>> Start Data supplied
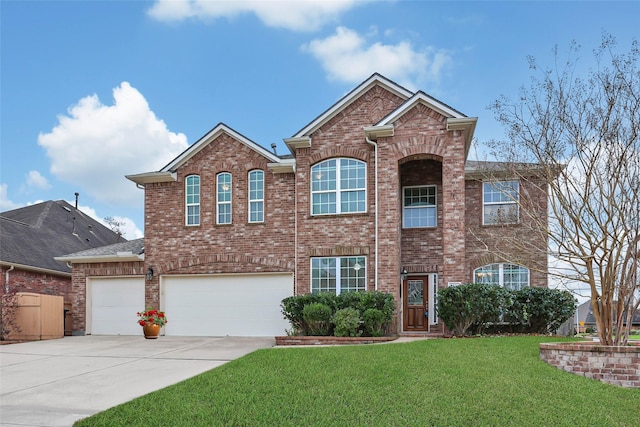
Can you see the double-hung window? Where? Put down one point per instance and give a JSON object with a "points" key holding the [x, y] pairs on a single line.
{"points": [[338, 186], [500, 202], [192, 200], [510, 276], [256, 196], [338, 274], [223, 204], [419, 207]]}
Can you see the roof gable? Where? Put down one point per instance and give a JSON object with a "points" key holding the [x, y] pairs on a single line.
{"points": [[214, 133], [375, 80]]}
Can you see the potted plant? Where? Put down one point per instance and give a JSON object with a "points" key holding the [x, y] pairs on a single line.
{"points": [[151, 321]]}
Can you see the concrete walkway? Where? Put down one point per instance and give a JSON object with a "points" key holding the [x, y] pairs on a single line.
{"points": [[56, 382]]}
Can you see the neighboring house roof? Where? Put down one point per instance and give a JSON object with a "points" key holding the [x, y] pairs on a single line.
{"points": [[455, 119], [32, 236], [132, 250]]}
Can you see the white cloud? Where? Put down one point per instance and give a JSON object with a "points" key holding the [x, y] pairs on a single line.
{"points": [[300, 15], [96, 145], [347, 57], [5, 203], [35, 179]]}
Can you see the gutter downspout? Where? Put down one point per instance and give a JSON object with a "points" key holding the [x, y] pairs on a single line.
{"points": [[375, 145], [6, 279]]}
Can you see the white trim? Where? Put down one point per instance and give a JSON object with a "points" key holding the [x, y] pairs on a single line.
{"points": [[187, 205], [338, 191], [214, 133], [230, 202], [435, 205]]}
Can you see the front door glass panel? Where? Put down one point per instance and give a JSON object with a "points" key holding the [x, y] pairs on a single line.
{"points": [[415, 292]]}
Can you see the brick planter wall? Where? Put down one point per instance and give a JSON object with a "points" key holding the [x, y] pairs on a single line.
{"points": [[609, 364]]}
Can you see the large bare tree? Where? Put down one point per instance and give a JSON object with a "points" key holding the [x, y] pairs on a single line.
{"points": [[583, 135]]}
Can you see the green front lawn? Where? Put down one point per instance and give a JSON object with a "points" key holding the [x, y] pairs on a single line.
{"points": [[445, 382]]}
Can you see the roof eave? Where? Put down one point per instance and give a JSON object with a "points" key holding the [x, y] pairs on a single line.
{"points": [[465, 124], [86, 259], [375, 132], [152, 177]]}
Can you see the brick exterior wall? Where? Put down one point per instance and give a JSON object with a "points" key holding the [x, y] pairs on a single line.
{"points": [[40, 283], [171, 247], [612, 365]]}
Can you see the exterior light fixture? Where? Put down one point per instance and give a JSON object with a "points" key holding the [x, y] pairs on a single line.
{"points": [[149, 274]]}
>> End Data supplied
Task to carry out
Copy out the whole listing above line by line without changing a word, leaving out the pictures.

Output for this exercise
Can you see the double-hung window? Where? Put down one point per instance and give a JSON object with a "points" key holding the [x, y] pairs on a single line.
{"points": [[338, 186], [500, 202], [192, 200], [510, 276], [256, 196], [338, 274], [223, 204], [419, 207]]}
Can you see the roof gable? Where? Put down one point per instance and give a JSON object with a "points" key holding the [x, y] pairs on a single line.
{"points": [[214, 133], [375, 80]]}
Can you see the potted plant? Where? Put down one point per instance and give a JSON object with a "points" key holding the [x, y] pairs on a single line.
{"points": [[151, 321]]}
Can you see the concrete walkway? Where? Put down one point per instance and give a JSON object with a "points" key holding the [x, y] pairs on a single line.
{"points": [[56, 382]]}
Can you see the neighboring house roof? Where? Put down one point per instance and give a JSON object with a "points" key holding the [x, y] pairs on a single line.
{"points": [[455, 119], [32, 236], [132, 250]]}
Can you see the white cloud? Where? Put down one point per instance and give a JSON object with a "points" key holding the [x, y] pairs on a single line.
{"points": [[300, 15], [96, 145], [347, 57], [5, 203], [35, 179]]}
Can you see the gutter downspout? Where? Put down one point per instance and give a JSON object with a "points" key holding the [x, y] pairs on a single line.
{"points": [[375, 145], [6, 279]]}
Can you see the white trim? Where? Put down one point per instance and give a JSON object with a "points" key holding the [x, y] pairs on a single line.
{"points": [[187, 205], [338, 191], [214, 133], [230, 202], [435, 205]]}
Can you see the front door glass panel? Where? Put down one point per instance and give a JSON object with a "points" key holding the [x, y] pairs on a single line.
{"points": [[415, 292]]}
Can you see the brick planter wall? Where? Put down one point per instance and give a JSON object with a "points" key holding the [x, y] pairs on a single line.
{"points": [[609, 364]]}
Can you see the large bare tree? Where? Put down one point per instance and give a JSON object with a "points" key holding the [x, y] pairs on a single line.
{"points": [[583, 135]]}
Can you see the green front lawn? Where? Put down one point per instance and give a JSON object with a "points" key holding the [x, y] pairs on a single line.
{"points": [[445, 382]]}
Can you see the roof eave? Where? Put down one point per instance and give a JSON object with a "points" key holding the [x, y] pairs on a single line.
{"points": [[465, 124], [86, 259], [375, 132], [152, 177]]}
Can you see the brick exterior wall? Where? Put down one point per instance and give a JSON object with a "points" key holding the [x, y] pairs on a single line.
{"points": [[40, 283], [171, 247], [612, 365]]}
Can you see the exterior light fixture? Where? Put down one point per instance and give a JSON object with a "points" key holding the [x, y] pairs on a single line.
{"points": [[149, 274]]}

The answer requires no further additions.